[Begin]

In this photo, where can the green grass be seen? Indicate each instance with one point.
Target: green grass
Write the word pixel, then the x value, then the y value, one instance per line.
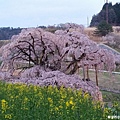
pixel 106 80
pixel 23 102
pixel 110 97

[End]

### TASK TO CARRY OUT
Reproduce the lines above word for word, leaving out the picture.

### PROBLEM SOLUTION
In this photo, where can the green grass be seen? Indicate each instance with one point.
Target: green grass
Write the word pixel, then the x value, then the y value, one instance per line.
pixel 106 80
pixel 23 102
pixel 110 97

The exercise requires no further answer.